**Dataset extract**
■ ■ ■
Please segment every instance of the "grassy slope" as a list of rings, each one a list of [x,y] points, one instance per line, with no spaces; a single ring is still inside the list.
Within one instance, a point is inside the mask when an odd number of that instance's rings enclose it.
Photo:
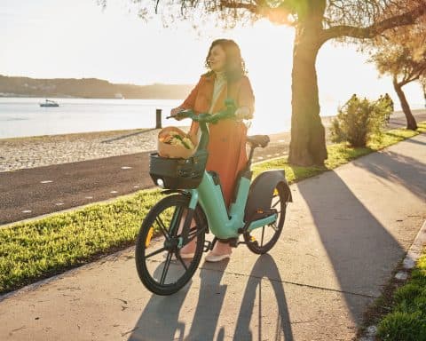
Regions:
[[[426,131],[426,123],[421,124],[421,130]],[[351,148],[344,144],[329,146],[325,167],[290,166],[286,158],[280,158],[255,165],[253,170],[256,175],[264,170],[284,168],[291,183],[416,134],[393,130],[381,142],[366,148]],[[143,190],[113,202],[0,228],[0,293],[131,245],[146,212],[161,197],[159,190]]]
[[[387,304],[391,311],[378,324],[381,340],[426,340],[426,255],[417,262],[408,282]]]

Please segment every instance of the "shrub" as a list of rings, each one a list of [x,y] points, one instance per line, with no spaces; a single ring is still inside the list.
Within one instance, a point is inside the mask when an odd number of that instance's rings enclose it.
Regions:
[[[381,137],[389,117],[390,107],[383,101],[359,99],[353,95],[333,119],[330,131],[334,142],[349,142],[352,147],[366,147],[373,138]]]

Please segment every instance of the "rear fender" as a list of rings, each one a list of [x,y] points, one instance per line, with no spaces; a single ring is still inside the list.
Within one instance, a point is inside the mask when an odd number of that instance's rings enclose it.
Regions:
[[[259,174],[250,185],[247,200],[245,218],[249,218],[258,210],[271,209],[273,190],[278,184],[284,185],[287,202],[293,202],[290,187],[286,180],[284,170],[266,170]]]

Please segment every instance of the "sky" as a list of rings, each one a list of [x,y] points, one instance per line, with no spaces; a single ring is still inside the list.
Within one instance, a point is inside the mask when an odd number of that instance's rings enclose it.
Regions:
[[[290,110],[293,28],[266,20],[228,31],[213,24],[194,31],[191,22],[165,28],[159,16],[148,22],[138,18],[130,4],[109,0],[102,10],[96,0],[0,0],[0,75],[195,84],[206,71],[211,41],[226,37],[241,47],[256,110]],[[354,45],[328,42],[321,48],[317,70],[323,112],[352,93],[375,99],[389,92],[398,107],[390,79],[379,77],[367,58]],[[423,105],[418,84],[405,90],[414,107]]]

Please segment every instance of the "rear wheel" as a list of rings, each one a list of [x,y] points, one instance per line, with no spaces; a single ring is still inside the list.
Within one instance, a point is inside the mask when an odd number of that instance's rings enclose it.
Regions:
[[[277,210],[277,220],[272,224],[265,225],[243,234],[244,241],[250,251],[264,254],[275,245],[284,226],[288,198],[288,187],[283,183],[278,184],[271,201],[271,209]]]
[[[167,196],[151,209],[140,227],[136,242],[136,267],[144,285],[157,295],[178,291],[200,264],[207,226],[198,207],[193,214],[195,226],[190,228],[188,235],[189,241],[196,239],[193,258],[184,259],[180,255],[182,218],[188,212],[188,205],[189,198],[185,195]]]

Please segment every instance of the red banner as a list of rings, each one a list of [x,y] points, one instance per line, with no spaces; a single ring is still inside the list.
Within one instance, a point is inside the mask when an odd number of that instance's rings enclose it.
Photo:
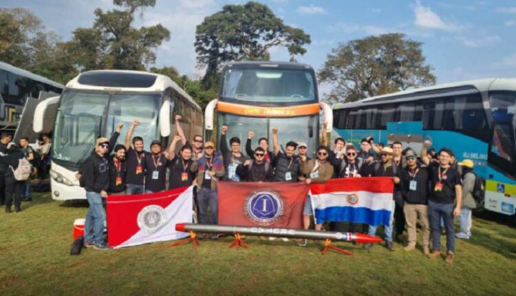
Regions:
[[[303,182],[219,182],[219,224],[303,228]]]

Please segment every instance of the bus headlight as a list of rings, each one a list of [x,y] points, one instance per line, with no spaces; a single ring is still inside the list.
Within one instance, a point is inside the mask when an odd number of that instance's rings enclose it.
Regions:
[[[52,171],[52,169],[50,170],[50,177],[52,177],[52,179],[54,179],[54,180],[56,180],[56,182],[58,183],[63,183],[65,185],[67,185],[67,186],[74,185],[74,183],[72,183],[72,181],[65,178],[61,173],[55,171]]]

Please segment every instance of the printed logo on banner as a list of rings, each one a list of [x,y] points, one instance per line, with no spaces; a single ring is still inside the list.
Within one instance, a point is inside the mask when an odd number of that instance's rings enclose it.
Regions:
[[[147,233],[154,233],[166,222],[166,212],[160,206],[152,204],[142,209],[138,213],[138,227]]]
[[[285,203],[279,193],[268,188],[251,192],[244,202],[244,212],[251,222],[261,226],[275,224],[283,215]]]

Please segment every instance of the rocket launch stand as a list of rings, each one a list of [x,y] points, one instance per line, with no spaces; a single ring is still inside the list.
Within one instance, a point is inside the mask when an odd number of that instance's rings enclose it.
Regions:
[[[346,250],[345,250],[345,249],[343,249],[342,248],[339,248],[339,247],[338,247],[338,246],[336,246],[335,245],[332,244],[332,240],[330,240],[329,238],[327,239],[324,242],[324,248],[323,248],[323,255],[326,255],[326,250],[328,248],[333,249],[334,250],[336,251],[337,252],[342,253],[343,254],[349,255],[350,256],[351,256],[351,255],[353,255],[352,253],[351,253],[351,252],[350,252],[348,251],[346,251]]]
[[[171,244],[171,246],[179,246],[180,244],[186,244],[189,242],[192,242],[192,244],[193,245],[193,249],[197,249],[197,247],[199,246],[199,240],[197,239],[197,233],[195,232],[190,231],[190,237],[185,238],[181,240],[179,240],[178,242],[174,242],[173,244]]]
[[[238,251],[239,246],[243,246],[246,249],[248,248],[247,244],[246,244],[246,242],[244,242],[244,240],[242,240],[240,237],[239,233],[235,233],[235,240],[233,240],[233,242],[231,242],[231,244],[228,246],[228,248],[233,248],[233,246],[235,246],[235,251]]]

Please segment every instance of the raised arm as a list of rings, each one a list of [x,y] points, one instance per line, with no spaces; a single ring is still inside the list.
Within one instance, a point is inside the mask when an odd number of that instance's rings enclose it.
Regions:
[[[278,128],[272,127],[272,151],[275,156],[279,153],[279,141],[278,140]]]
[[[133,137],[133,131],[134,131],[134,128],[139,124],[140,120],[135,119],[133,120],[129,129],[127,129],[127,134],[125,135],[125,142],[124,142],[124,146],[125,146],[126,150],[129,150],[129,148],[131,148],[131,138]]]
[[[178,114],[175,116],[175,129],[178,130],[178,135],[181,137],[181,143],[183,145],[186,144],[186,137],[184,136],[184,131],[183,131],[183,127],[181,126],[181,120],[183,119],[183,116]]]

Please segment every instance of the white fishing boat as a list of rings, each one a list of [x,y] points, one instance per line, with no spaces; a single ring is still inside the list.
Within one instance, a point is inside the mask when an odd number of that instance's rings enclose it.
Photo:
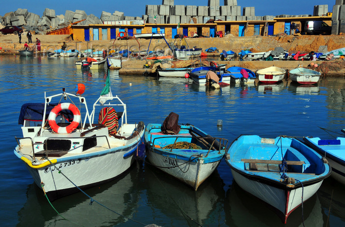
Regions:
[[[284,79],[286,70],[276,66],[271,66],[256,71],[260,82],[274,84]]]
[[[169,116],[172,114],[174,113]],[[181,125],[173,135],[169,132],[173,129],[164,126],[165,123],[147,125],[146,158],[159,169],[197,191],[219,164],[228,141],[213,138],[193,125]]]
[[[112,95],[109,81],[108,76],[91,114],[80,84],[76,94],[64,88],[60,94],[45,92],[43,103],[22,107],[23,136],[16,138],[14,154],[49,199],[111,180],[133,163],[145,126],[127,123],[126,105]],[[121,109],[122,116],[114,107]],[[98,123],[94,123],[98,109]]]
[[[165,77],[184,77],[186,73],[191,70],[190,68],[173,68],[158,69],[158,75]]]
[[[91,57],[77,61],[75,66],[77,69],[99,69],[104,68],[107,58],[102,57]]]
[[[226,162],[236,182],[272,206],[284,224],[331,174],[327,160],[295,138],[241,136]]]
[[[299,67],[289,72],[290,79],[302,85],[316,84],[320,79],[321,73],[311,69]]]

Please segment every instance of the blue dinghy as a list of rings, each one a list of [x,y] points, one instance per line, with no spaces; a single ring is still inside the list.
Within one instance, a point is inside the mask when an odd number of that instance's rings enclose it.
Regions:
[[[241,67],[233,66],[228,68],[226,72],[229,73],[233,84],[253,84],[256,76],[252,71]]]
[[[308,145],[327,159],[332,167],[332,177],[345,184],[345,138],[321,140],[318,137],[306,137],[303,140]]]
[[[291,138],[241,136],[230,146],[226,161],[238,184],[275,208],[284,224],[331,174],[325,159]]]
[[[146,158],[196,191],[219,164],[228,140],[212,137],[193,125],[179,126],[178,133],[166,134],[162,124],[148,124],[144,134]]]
■ ■ ■
**Exercise**
Which lines of the material contain the word "rear"? Return each of those lines in full.

**Written response**
Please segment every instance of the "rear fender" as a list of rings, each one a list of [x,y] points, one instance per line, with no spaces; a single ring is still inside the list.
Please segment every instance of the "rear wheel" as a list of rings, each one a list of [x,y] points, one instance per line, with no spaces; a single ring is still inside the list.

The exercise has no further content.